[Saved entries]

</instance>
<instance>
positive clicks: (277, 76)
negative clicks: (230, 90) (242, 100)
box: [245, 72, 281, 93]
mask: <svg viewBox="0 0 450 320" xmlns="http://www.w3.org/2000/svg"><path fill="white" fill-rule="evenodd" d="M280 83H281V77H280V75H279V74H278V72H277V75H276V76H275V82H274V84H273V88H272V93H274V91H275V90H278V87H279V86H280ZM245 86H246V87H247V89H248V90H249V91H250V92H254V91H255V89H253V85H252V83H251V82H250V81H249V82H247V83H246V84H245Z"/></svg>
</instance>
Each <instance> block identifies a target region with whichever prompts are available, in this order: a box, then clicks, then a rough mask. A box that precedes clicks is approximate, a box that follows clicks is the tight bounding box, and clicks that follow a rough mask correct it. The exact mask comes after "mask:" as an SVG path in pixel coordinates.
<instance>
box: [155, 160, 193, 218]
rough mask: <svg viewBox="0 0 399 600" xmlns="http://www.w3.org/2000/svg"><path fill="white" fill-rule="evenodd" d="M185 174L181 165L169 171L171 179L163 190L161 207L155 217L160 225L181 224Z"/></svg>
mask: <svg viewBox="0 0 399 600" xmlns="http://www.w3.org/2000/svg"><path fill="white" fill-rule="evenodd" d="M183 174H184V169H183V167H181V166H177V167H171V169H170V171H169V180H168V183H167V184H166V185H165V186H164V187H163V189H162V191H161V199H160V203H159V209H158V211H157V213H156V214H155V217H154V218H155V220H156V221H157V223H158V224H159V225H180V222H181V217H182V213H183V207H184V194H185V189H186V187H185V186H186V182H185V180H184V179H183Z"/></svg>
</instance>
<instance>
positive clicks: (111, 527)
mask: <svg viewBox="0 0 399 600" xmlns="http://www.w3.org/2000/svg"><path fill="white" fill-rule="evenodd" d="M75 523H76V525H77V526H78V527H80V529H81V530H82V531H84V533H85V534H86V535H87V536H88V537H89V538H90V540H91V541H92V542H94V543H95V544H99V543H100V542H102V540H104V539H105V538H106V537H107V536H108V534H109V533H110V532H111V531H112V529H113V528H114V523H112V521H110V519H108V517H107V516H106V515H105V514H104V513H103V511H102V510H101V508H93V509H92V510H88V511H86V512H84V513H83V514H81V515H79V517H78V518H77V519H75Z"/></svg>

● **Exercise directions**
Please copy every one of the records above word for word.

● **Expected answer**
</instance>
<instance>
positive clicks: (277, 76)
negative clicks: (230, 90) (242, 100)
box: [245, 72, 281, 93]
mask: <svg viewBox="0 0 450 320" xmlns="http://www.w3.org/2000/svg"><path fill="white" fill-rule="evenodd" d="M280 83H281V77H280V75H279V74H278V72H277V75H276V76H275V82H274V84H273V88H272V93H274V91H275V90H278V87H279V86H280ZM245 86H246V87H247V89H248V90H249V91H250V92H254V91H255V89H253V85H252V83H251V82H250V81H249V82H247V83H246V84H245Z"/></svg>
</instance>
Each <instance> block identifies a target region with whichever prompts are available, in this order: a box, then clicks, then a rough mask. A box that precedes clicks is approximate, a box that follows clicks is the tight bounding box, and clicks that follow a rough mask correct it. The exact mask comes after "mask:" as an SVG path in pixel coordinates.
<instance>
box: [155, 160, 193, 218]
rough mask: <svg viewBox="0 0 399 600" xmlns="http://www.w3.org/2000/svg"><path fill="white" fill-rule="evenodd" d="M185 174L181 165L169 171L171 179L163 190L161 207L155 217L160 225L181 224Z"/></svg>
mask: <svg viewBox="0 0 399 600" xmlns="http://www.w3.org/2000/svg"><path fill="white" fill-rule="evenodd" d="M183 174H184V169H183V167H181V166H177V167H171V169H170V171H169V180H168V183H167V184H166V185H165V186H164V187H163V189H162V191H161V199H160V203H159V209H158V211H157V213H156V214H155V217H154V218H155V220H156V221H157V223H158V224H159V225H180V222H181V217H182V213H183V207H184V194H185V189H186V187H185V186H186V182H185V180H184V179H183Z"/></svg>
</instance>
<instance>
positive clicks: (111, 527)
mask: <svg viewBox="0 0 399 600" xmlns="http://www.w3.org/2000/svg"><path fill="white" fill-rule="evenodd" d="M75 523H76V525H77V526H78V527H80V529H81V530H82V531H84V533H85V534H86V535H87V536H88V537H89V538H90V540H91V541H92V542H94V543H95V544H99V543H100V542H102V540H104V539H105V538H106V537H107V536H108V534H109V533H110V532H111V531H112V529H113V528H114V523H112V521H110V519H108V517H107V516H106V515H105V514H104V513H103V511H102V510H101V508H93V509H92V510H88V511H86V512H84V513H83V514H81V515H79V517H78V518H77V519H75Z"/></svg>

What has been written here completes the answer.